Entries for labeling object positions:
▬▬▬

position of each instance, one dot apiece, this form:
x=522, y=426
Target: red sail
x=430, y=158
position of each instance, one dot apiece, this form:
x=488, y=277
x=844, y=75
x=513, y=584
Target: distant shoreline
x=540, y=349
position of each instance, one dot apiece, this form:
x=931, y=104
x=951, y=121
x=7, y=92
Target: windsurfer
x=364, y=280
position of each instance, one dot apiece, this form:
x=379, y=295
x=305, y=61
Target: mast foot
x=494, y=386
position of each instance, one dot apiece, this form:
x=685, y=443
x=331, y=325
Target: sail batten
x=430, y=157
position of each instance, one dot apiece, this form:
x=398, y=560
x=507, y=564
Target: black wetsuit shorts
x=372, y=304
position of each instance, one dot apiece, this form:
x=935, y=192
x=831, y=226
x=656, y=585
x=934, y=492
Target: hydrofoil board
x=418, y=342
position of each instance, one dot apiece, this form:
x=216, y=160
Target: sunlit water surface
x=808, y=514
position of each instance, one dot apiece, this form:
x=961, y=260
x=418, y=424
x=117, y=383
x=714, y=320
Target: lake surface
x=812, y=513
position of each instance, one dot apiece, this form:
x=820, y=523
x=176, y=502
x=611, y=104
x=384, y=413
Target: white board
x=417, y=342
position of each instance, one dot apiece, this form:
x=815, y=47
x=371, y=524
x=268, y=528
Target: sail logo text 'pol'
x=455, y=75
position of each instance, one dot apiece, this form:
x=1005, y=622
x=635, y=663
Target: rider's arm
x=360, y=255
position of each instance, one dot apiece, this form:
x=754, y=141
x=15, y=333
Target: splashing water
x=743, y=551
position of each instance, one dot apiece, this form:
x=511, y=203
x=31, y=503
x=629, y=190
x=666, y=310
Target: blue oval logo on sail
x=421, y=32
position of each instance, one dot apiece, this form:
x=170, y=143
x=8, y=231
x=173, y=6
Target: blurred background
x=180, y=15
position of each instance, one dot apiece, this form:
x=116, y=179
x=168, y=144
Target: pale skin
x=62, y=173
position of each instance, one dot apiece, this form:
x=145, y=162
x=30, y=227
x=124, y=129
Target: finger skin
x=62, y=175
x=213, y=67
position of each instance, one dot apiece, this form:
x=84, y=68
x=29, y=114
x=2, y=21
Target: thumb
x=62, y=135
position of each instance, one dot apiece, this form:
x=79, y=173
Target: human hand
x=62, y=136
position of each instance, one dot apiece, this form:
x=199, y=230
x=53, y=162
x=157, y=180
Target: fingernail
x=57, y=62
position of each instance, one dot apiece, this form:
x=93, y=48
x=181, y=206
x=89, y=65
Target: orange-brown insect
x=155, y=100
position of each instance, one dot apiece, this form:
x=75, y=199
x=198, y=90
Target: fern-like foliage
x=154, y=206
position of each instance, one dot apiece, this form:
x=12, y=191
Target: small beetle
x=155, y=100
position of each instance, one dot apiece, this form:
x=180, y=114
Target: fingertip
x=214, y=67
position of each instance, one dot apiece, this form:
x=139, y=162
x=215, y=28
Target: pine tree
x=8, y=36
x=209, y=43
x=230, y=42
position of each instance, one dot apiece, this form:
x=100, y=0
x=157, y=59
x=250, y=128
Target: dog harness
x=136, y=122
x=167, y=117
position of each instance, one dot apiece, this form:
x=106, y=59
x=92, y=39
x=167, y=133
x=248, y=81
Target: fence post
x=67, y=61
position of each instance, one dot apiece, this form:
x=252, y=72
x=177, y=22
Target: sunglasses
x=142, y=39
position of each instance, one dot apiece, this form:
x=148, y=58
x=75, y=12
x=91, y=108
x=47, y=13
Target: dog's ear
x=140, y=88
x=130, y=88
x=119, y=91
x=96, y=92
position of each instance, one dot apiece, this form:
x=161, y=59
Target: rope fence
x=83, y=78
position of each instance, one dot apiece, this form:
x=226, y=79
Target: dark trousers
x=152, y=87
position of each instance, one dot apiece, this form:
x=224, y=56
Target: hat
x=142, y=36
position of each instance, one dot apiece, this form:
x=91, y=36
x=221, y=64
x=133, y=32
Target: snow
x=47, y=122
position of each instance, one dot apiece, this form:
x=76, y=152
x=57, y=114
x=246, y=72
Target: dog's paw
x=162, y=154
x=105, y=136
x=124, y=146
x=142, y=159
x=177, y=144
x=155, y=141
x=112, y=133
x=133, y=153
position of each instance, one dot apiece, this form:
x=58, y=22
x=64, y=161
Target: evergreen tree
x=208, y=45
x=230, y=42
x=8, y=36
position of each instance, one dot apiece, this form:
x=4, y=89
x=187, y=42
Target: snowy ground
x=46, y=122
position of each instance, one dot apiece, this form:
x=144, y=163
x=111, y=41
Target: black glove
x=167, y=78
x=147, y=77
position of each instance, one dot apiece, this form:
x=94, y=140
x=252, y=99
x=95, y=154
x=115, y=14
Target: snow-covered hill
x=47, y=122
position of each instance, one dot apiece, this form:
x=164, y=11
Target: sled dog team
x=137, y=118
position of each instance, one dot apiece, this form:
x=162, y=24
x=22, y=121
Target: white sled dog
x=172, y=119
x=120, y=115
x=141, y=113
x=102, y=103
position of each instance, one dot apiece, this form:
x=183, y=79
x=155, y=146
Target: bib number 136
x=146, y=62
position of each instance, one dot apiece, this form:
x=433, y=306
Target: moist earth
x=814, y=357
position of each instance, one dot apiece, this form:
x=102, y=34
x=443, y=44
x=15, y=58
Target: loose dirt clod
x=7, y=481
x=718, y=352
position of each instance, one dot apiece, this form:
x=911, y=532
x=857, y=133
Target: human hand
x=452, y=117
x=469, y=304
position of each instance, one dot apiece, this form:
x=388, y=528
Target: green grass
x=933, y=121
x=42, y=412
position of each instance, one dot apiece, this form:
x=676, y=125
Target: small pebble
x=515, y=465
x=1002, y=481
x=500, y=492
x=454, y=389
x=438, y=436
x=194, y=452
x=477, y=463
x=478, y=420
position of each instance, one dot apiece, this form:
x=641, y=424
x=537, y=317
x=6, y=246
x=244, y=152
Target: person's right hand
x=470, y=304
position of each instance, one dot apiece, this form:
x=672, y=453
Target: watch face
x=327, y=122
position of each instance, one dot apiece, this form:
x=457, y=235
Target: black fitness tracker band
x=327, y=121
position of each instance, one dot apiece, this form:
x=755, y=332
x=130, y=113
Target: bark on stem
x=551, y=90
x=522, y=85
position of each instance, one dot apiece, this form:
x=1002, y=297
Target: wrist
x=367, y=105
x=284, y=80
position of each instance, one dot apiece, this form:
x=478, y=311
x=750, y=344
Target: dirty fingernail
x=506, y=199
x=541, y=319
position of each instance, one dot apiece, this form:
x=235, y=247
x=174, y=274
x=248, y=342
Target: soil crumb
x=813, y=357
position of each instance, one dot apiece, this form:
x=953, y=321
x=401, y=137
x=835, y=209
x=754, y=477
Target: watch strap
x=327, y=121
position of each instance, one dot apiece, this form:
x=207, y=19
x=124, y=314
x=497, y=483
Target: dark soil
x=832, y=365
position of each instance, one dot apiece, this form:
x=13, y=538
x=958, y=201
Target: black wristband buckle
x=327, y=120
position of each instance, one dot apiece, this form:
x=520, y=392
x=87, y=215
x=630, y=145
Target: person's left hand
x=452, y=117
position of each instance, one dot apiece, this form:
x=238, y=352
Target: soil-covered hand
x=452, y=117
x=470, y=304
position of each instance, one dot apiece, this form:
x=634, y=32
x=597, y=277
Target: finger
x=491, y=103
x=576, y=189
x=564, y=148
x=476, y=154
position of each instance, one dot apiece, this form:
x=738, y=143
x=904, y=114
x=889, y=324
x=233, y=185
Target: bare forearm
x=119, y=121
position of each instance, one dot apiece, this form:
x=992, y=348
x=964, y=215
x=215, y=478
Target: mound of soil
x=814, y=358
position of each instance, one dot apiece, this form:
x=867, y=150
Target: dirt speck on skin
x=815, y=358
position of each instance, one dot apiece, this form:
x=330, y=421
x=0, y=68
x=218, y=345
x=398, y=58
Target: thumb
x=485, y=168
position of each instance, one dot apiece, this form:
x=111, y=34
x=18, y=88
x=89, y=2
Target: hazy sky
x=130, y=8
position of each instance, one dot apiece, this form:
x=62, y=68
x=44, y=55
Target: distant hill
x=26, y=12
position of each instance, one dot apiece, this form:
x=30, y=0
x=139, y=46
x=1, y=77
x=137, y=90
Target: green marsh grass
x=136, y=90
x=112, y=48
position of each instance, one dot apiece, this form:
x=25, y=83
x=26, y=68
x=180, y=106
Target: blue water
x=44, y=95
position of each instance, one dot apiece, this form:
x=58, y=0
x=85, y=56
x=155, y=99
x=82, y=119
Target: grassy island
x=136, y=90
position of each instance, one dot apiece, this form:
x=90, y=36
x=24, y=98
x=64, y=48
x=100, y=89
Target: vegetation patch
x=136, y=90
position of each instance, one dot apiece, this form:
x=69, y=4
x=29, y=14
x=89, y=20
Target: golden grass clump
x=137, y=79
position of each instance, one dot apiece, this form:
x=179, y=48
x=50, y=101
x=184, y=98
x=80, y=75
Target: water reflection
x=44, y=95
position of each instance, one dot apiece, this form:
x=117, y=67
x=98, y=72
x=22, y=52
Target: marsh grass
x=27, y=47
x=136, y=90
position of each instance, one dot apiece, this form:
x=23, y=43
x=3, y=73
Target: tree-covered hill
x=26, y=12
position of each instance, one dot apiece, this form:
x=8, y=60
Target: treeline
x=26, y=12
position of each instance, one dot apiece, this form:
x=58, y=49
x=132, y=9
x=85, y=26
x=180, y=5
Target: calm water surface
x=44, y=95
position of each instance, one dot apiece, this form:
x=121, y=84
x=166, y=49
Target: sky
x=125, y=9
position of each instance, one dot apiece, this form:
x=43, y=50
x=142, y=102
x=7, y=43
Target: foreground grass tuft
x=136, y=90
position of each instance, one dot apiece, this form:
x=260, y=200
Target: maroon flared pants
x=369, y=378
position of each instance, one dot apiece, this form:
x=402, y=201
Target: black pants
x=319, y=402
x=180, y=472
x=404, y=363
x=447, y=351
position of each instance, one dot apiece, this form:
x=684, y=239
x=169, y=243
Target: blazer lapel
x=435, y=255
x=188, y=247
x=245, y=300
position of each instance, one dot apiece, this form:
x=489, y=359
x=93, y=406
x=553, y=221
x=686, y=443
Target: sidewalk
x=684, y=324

▬▬▬

Stated problem: Find each line in the items above that includes the string "covered" and copy those lines.

Response below:
Target: snow-covered hill
Target: soil-covered hand
Target: tree-covered hill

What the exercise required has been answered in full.